• _What needs to be done_
Look in the material below for the line with "look for flower" and the line with "look for blue", then set down exactly those two lines and all lines between, nothing more.

---*---

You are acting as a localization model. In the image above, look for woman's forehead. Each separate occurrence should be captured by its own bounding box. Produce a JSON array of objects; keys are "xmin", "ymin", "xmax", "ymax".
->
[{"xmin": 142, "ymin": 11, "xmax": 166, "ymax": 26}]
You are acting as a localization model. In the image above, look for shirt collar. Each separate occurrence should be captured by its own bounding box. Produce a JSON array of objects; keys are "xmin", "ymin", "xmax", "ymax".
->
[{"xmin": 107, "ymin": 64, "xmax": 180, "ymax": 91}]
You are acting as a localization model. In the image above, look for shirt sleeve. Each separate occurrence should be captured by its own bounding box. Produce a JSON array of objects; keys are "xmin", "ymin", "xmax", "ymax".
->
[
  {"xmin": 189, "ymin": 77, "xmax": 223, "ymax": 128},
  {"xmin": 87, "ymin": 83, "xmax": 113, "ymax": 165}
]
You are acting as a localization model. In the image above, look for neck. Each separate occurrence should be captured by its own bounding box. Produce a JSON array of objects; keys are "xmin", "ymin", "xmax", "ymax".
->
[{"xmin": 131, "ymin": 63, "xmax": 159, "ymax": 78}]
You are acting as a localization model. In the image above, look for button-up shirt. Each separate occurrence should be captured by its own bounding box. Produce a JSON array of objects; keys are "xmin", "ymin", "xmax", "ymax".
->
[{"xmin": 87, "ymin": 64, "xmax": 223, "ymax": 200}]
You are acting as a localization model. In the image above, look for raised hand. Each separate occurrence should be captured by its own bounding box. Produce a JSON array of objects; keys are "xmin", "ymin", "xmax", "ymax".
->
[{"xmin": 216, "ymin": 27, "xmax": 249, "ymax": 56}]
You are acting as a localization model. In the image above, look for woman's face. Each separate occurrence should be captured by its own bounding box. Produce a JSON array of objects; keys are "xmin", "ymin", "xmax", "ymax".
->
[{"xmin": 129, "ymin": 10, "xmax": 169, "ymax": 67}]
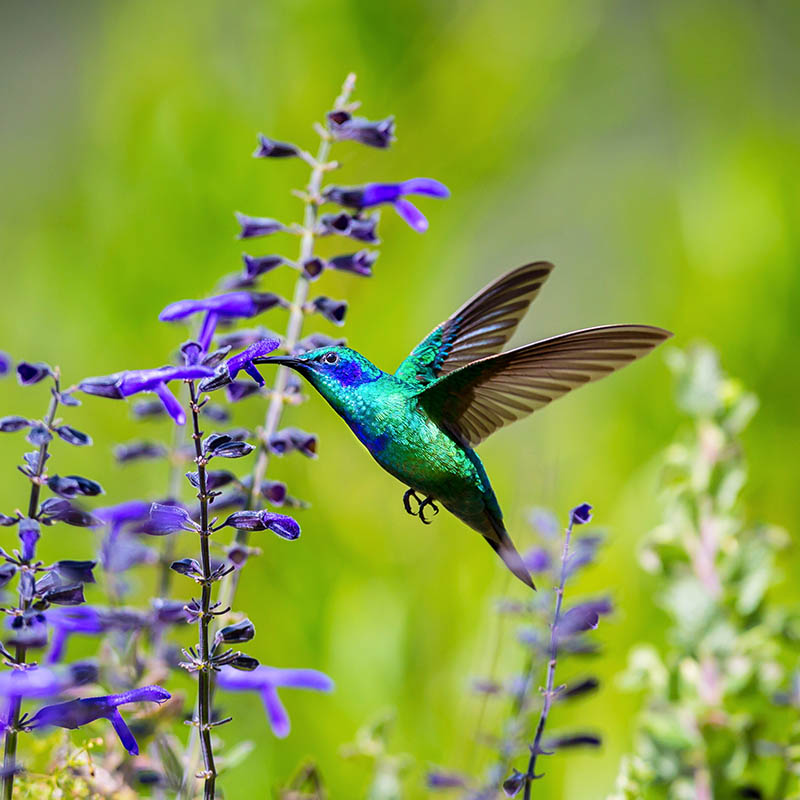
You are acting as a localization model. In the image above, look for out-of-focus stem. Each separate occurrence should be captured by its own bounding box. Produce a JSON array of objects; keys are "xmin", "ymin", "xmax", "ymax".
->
[
  {"xmin": 2, "ymin": 374, "xmax": 61, "ymax": 800},
  {"xmin": 521, "ymin": 514, "xmax": 575, "ymax": 800}
]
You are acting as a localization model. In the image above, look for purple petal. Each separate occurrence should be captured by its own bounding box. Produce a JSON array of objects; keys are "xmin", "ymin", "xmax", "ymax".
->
[
  {"xmin": 393, "ymin": 199, "xmax": 428, "ymax": 232},
  {"xmin": 261, "ymin": 686, "xmax": 291, "ymax": 738},
  {"xmin": 94, "ymin": 500, "xmax": 151, "ymax": 528},
  {"xmin": 262, "ymin": 668, "xmax": 334, "ymax": 692},
  {"xmin": 117, "ymin": 365, "xmax": 213, "ymax": 395},
  {"xmin": 109, "ymin": 708, "xmax": 139, "ymax": 755},
  {"xmin": 198, "ymin": 311, "xmax": 219, "ymax": 352},
  {"xmin": 0, "ymin": 352, "xmax": 10, "ymax": 375},
  {"xmin": 400, "ymin": 178, "xmax": 450, "ymax": 198},
  {"xmin": 153, "ymin": 383, "xmax": 186, "ymax": 425},
  {"xmin": 235, "ymin": 212, "xmax": 285, "ymax": 239},
  {"xmin": 147, "ymin": 502, "xmax": 198, "ymax": 534},
  {"xmin": 558, "ymin": 598, "xmax": 612, "ymax": 638}
]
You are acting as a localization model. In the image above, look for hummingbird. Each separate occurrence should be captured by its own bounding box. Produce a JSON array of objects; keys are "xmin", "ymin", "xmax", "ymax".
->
[{"xmin": 259, "ymin": 263, "xmax": 672, "ymax": 589}]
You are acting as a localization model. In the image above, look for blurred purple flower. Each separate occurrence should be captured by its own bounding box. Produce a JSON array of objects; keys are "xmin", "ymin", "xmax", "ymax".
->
[
  {"xmin": 25, "ymin": 685, "xmax": 171, "ymax": 755},
  {"xmin": 0, "ymin": 352, "xmax": 10, "ymax": 376},
  {"xmin": 45, "ymin": 606, "xmax": 148, "ymax": 663},
  {"xmin": 326, "ymin": 110, "xmax": 395, "ymax": 149},
  {"xmin": 16, "ymin": 362, "xmax": 51, "ymax": 385},
  {"xmin": 0, "ymin": 663, "xmax": 96, "ymax": 700},
  {"xmin": 557, "ymin": 598, "xmax": 612, "ymax": 639},
  {"xmin": 159, "ymin": 292, "xmax": 286, "ymax": 351},
  {"xmin": 200, "ymin": 338, "xmax": 280, "ymax": 392},
  {"xmin": 216, "ymin": 665, "xmax": 333, "ymax": 738},
  {"xmin": 307, "ymin": 297, "xmax": 347, "ymax": 326},
  {"xmin": 325, "ymin": 178, "xmax": 449, "ymax": 233},
  {"xmin": 235, "ymin": 212, "xmax": 286, "ymax": 240},
  {"xmin": 328, "ymin": 250, "xmax": 377, "ymax": 277},
  {"xmin": 18, "ymin": 517, "xmax": 40, "ymax": 562},
  {"xmin": 268, "ymin": 428, "xmax": 317, "ymax": 458},
  {"xmin": 253, "ymin": 134, "xmax": 300, "ymax": 159},
  {"xmin": 113, "ymin": 441, "xmax": 168, "ymax": 462},
  {"xmin": 317, "ymin": 212, "xmax": 379, "ymax": 244}
]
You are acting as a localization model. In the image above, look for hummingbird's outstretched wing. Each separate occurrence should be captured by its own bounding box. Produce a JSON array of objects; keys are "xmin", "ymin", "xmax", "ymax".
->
[
  {"xmin": 417, "ymin": 325, "xmax": 672, "ymax": 447},
  {"xmin": 395, "ymin": 262, "xmax": 554, "ymax": 388}
]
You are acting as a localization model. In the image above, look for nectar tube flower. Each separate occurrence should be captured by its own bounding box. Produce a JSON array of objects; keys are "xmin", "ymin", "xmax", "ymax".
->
[
  {"xmin": 325, "ymin": 178, "xmax": 449, "ymax": 233},
  {"xmin": 216, "ymin": 665, "xmax": 333, "ymax": 738},
  {"xmin": 199, "ymin": 337, "xmax": 280, "ymax": 392},
  {"xmin": 25, "ymin": 685, "xmax": 171, "ymax": 755}
]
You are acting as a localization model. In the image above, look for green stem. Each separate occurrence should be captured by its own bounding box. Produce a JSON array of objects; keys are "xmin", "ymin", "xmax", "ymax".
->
[{"xmin": 2, "ymin": 374, "xmax": 61, "ymax": 800}]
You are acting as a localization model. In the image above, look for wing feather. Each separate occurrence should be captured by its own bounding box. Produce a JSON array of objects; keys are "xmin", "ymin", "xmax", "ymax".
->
[
  {"xmin": 417, "ymin": 324, "xmax": 672, "ymax": 447},
  {"xmin": 395, "ymin": 263, "xmax": 554, "ymax": 386}
]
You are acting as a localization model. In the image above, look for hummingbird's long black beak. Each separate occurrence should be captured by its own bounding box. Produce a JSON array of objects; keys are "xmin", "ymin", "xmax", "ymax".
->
[{"xmin": 253, "ymin": 355, "xmax": 303, "ymax": 369}]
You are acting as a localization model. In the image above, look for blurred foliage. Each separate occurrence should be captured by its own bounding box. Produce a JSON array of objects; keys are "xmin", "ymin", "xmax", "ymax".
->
[
  {"xmin": 610, "ymin": 346, "xmax": 799, "ymax": 799},
  {"xmin": 1, "ymin": 1, "xmax": 799, "ymax": 797}
]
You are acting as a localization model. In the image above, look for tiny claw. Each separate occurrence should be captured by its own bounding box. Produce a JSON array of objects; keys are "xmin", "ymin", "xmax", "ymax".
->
[
  {"xmin": 418, "ymin": 496, "xmax": 439, "ymax": 525},
  {"xmin": 403, "ymin": 489, "xmax": 423, "ymax": 516}
]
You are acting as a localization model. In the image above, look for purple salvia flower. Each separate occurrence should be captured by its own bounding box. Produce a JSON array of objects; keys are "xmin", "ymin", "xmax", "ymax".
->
[
  {"xmin": 25, "ymin": 685, "xmax": 171, "ymax": 755},
  {"xmin": 18, "ymin": 518, "xmax": 40, "ymax": 562},
  {"xmin": 46, "ymin": 475, "xmax": 104, "ymax": 499},
  {"xmin": 146, "ymin": 502, "xmax": 200, "ymax": 534},
  {"xmin": 242, "ymin": 253, "xmax": 285, "ymax": 279},
  {"xmin": 325, "ymin": 178, "xmax": 449, "ymax": 233},
  {"xmin": 268, "ymin": 427, "xmax": 317, "ymax": 458},
  {"xmin": 328, "ymin": 250, "xmax": 377, "ymax": 277},
  {"xmin": 159, "ymin": 292, "xmax": 286, "ymax": 351},
  {"xmin": 317, "ymin": 212, "xmax": 380, "ymax": 243},
  {"xmin": 219, "ymin": 510, "xmax": 300, "ymax": 540},
  {"xmin": 226, "ymin": 380, "xmax": 262, "ymax": 402},
  {"xmin": 16, "ymin": 361, "xmax": 52, "ymax": 385},
  {"xmin": 523, "ymin": 547, "xmax": 552, "ymax": 574},
  {"xmin": 253, "ymin": 134, "xmax": 300, "ymax": 159},
  {"xmin": 307, "ymin": 297, "xmax": 347, "ymax": 326},
  {"xmin": 225, "ymin": 338, "xmax": 280, "ymax": 387},
  {"xmin": 216, "ymin": 665, "xmax": 333, "ymax": 738},
  {"xmin": 557, "ymin": 598, "xmax": 613, "ymax": 638},
  {"xmin": 113, "ymin": 441, "xmax": 168, "ymax": 462},
  {"xmin": 326, "ymin": 110, "xmax": 395, "ymax": 149},
  {"xmin": 235, "ymin": 212, "xmax": 286, "ymax": 239}
]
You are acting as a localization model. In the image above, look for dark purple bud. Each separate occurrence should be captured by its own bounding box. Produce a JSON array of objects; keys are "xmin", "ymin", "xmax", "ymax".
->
[
  {"xmin": 180, "ymin": 340, "xmax": 203, "ymax": 366},
  {"xmin": 50, "ymin": 560, "xmax": 97, "ymax": 585},
  {"xmin": 131, "ymin": 399, "xmax": 166, "ymax": 418},
  {"xmin": 427, "ymin": 771, "xmax": 468, "ymax": 789},
  {"xmin": 242, "ymin": 253, "xmax": 285, "ymax": 279},
  {"xmin": 301, "ymin": 257, "xmax": 325, "ymax": 280},
  {"xmin": 570, "ymin": 503, "xmax": 593, "ymax": 526},
  {"xmin": 113, "ymin": 441, "xmax": 167, "ymax": 463},
  {"xmin": 235, "ymin": 212, "xmax": 285, "ymax": 239},
  {"xmin": 326, "ymin": 110, "xmax": 395, "ymax": 149},
  {"xmin": 27, "ymin": 424, "xmax": 52, "ymax": 446},
  {"xmin": 170, "ymin": 558, "xmax": 201, "ymax": 578},
  {"xmin": 0, "ymin": 563, "xmax": 16, "ymax": 588},
  {"xmin": 229, "ymin": 654, "xmax": 260, "ymax": 672},
  {"xmin": 203, "ymin": 433, "xmax": 255, "ymax": 460},
  {"xmin": 543, "ymin": 733, "xmax": 602, "ymax": 750},
  {"xmin": 253, "ymin": 134, "xmax": 300, "ymax": 158},
  {"xmin": 42, "ymin": 584, "xmax": 85, "ymax": 606},
  {"xmin": 307, "ymin": 296, "xmax": 347, "ymax": 326},
  {"xmin": 268, "ymin": 427, "xmax": 317, "ymax": 458},
  {"xmin": 0, "ymin": 513, "xmax": 19, "ymax": 526},
  {"xmin": 260, "ymin": 480, "xmax": 287, "ymax": 505},
  {"xmin": 317, "ymin": 212, "xmax": 380, "ymax": 244},
  {"xmin": 25, "ymin": 685, "xmax": 171, "ymax": 756},
  {"xmin": 226, "ymin": 380, "xmax": 261, "ymax": 402},
  {"xmin": 502, "ymin": 769, "xmax": 525, "ymax": 797},
  {"xmin": 214, "ymin": 619, "xmax": 255, "ymax": 646},
  {"xmin": 220, "ymin": 510, "xmax": 300, "ymax": 540},
  {"xmin": 328, "ymin": 250, "xmax": 377, "ymax": 277},
  {"xmin": 201, "ymin": 404, "xmax": 231, "ymax": 424},
  {"xmin": 202, "ymin": 345, "xmax": 232, "ymax": 368},
  {"xmin": 147, "ymin": 503, "xmax": 199, "ymax": 534},
  {"xmin": 0, "ymin": 352, "xmax": 10, "ymax": 375},
  {"xmin": 558, "ymin": 599, "xmax": 612, "ymax": 638},
  {"xmin": 7, "ymin": 612, "xmax": 48, "ymax": 648},
  {"xmin": 294, "ymin": 333, "xmax": 346, "ymax": 354},
  {"xmin": 47, "ymin": 475, "xmax": 104, "ymax": 499},
  {"xmin": 560, "ymin": 677, "xmax": 600, "ymax": 701},
  {"xmin": 17, "ymin": 362, "xmax": 51, "ymax": 385},
  {"xmin": 19, "ymin": 518, "xmax": 40, "ymax": 561},
  {"xmin": 79, "ymin": 376, "xmax": 124, "ymax": 403},
  {"xmin": 0, "ymin": 416, "xmax": 31, "ymax": 433}
]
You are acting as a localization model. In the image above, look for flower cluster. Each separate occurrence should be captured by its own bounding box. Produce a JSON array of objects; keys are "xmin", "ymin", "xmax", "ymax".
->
[
  {"xmin": 609, "ymin": 347, "xmax": 798, "ymax": 799},
  {"xmin": 428, "ymin": 503, "xmax": 609, "ymax": 799}
]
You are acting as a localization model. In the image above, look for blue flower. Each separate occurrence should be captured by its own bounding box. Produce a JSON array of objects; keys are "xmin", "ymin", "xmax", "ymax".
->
[
  {"xmin": 159, "ymin": 292, "xmax": 286, "ymax": 351},
  {"xmin": 216, "ymin": 665, "xmax": 333, "ymax": 738},
  {"xmin": 325, "ymin": 178, "xmax": 449, "ymax": 232},
  {"xmin": 25, "ymin": 685, "xmax": 171, "ymax": 755},
  {"xmin": 79, "ymin": 366, "xmax": 214, "ymax": 425}
]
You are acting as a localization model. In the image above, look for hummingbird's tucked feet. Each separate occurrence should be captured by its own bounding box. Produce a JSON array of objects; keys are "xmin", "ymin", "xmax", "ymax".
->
[{"xmin": 417, "ymin": 496, "xmax": 439, "ymax": 525}]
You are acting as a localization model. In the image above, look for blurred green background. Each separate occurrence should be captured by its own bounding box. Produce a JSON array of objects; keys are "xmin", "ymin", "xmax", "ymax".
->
[{"xmin": 1, "ymin": 0, "xmax": 799, "ymax": 797}]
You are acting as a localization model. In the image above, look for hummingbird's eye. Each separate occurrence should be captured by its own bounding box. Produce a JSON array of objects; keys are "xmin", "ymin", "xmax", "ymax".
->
[{"xmin": 322, "ymin": 352, "xmax": 339, "ymax": 366}]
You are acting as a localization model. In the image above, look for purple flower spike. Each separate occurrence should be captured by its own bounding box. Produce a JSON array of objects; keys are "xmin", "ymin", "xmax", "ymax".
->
[
  {"xmin": 217, "ymin": 665, "xmax": 333, "ymax": 738},
  {"xmin": 220, "ymin": 510, "xmax": 300, "ymax": 540},
  {"xmin": 253, "ymin": 134, "xmax": 300, "ymax": 159},
  {"xmin": 235, "ymin": 212, "xmax": 286, "ymax": 239},
  {"xmin": 326, "ymin": 179, "xmax": 449, "ymax": 233},
  {"xmin": 327, "ymin": 110, "xmax": 395, "ymax": 149},
  {"xmin": 26, "ymin": 685, "xmax": 171, "ymax": 755},
  {"xmin": 0, "ymin": 352, "xmax": 11, "ymax": 375}
]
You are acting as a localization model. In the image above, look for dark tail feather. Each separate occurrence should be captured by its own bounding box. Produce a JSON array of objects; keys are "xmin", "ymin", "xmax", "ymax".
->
[{"xmin": 485, "ymin": 515, "xmax": 535, "ymax": 590}]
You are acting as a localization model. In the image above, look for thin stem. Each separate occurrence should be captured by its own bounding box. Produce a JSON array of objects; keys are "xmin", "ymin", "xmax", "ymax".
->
[
  {"xmin": 188, "ymin": 380, "xmax": 217, "ymax": 800},
  {"xmin": 2, "ymin": 375, "xmax": 61, "ymax": 800},
  {"xmin": 521, "ymin": 515, "xmax": 574, "ymax": 800}
]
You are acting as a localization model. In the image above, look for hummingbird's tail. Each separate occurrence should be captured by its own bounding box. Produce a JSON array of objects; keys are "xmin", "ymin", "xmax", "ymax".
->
[{"xmin": 484, "ymin": 512, "xmax": 535, "ymax": 591}]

---*---

• _Reply_
You are acting as a localization model. In the image above, look for flower cluster. Each separate occurrence should be captured by its own bounding box. Produce a JSON array of objects; keys are "xmin", "ymin", "xmax", "ymax".
->
[
  {"xmin": 609, "ymin": 347, "xmax": 798, "ymax": 799},
  {"xmin": 428, "ymin": 503, "xmax": 609, "ymax": 799}
]
You are acting as a localization model. In the image above, look for blue flower. Each separate occurrence should be captured by its own bounding box. Produce a JSON array of objects; keys are "xmin", "ymin", "xmax", "ymax".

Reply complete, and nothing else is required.